[Start of Entries shown]
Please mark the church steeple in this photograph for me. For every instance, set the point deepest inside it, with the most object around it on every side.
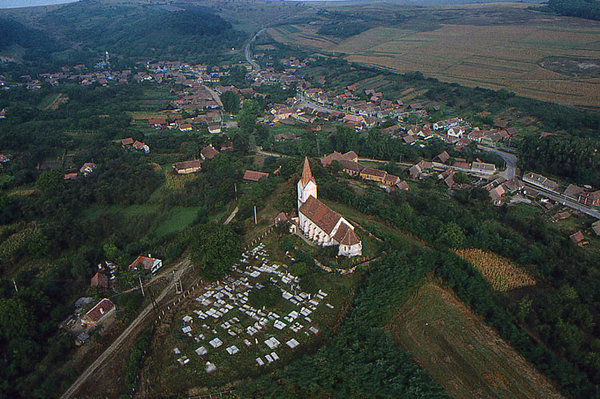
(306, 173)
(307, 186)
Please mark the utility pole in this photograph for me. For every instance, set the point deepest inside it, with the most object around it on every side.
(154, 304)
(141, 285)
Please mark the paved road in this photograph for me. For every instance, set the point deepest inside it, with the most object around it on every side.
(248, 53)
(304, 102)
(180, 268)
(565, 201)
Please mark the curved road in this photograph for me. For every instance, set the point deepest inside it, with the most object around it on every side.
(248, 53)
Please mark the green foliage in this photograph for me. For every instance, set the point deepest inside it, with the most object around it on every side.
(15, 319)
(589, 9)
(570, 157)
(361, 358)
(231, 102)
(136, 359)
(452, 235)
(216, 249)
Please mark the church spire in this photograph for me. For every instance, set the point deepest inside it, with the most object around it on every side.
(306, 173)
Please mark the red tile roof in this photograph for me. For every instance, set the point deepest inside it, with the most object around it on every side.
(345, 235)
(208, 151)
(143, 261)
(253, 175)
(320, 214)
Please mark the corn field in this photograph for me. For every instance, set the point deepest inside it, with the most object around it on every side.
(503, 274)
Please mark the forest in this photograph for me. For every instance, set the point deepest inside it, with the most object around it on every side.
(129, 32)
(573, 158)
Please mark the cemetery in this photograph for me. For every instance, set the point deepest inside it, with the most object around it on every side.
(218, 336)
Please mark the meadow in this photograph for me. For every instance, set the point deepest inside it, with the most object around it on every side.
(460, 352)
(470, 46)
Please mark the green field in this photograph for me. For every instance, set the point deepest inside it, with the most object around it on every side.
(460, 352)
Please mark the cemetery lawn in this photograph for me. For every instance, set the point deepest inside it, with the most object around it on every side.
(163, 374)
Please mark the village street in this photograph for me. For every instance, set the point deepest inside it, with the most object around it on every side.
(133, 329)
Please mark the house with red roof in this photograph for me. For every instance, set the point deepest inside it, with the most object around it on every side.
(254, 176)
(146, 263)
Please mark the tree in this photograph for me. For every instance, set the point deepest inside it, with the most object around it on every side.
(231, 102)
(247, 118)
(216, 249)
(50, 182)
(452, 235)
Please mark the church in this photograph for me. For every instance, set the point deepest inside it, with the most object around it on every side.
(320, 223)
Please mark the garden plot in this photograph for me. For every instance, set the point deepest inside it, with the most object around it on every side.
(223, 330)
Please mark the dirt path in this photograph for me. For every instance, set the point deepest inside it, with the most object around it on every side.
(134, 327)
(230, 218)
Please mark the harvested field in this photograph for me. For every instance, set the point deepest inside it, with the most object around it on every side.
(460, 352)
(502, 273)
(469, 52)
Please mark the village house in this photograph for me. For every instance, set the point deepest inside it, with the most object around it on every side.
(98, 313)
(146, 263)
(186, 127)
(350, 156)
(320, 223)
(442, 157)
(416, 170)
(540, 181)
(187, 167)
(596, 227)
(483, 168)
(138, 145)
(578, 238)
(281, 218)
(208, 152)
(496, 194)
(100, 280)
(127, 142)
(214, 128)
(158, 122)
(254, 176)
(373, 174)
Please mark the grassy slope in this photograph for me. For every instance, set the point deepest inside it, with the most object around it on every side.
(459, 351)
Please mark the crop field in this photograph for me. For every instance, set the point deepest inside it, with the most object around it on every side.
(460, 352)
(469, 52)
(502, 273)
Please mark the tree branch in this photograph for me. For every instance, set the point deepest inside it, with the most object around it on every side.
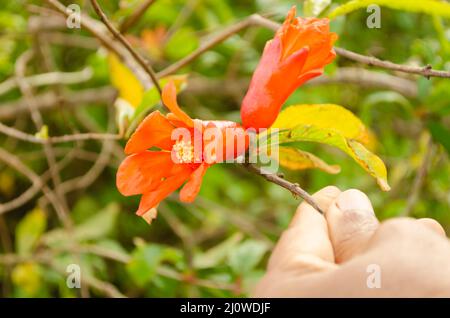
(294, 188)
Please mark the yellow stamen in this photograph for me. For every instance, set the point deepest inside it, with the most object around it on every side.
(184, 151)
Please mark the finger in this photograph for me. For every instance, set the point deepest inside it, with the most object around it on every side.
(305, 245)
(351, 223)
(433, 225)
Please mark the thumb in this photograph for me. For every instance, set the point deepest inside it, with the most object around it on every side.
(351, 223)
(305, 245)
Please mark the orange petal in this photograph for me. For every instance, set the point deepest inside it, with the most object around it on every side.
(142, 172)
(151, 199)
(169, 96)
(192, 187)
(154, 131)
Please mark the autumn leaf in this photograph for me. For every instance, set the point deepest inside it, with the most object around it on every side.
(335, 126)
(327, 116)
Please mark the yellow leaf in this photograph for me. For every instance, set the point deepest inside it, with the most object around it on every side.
[End of Entries shown]
• [The task]: Where the line containing "Please mark the grassy" appears above, start there and set down each line exactly through the last line of the data; leave out every picture.

• [Correct output]:
Please mark the grassy slope in this photograph for me. For every instance, set the point deepest inside it, with the most object around it on every side.
(459, 351)
Please mark the crop field in this photograph for me. For every instance, set the point deepest inside it, with the most object around it on every side.
(460, 352)
(469, 52)
(502, 273)
Please mark the tree branch in this photograph for me. For every instance, set the point deepest inside it, with the most object around it on every side.
(294, 188)
Please mark the yellow stamen in this photograph for me. For every instance, set the point deepest inside it, with the most object around it on every side.
(184, 151)
Please mark the finger in this photograph for me. For every instance, set the point deepest inside it, with the most object around it on every side.
(305, 245)
(351, 223)
(433, 225)
Please mark the thumb in this photograph for me. For every instance, set the point deepest inside it, with the most object around it on every side.
(351, 223)
(305, 245)
Please mark the orange petal in this photograph for me. For every instance, set the point deepest inside it, with the most object around it on every side.
(142, 172)
(151, 199)
(169, 96)
(192, 187)
(154, 131)
Please mark the autumn leaf in this photograph for me. For every instance, set the point deepest inside it, with the most object around it on every side.
(335, 126)
(327, 116)
Please mark the yellow leaf in this photograph for me. For every instance, set the point deepest inside it, with the most object around it on every side.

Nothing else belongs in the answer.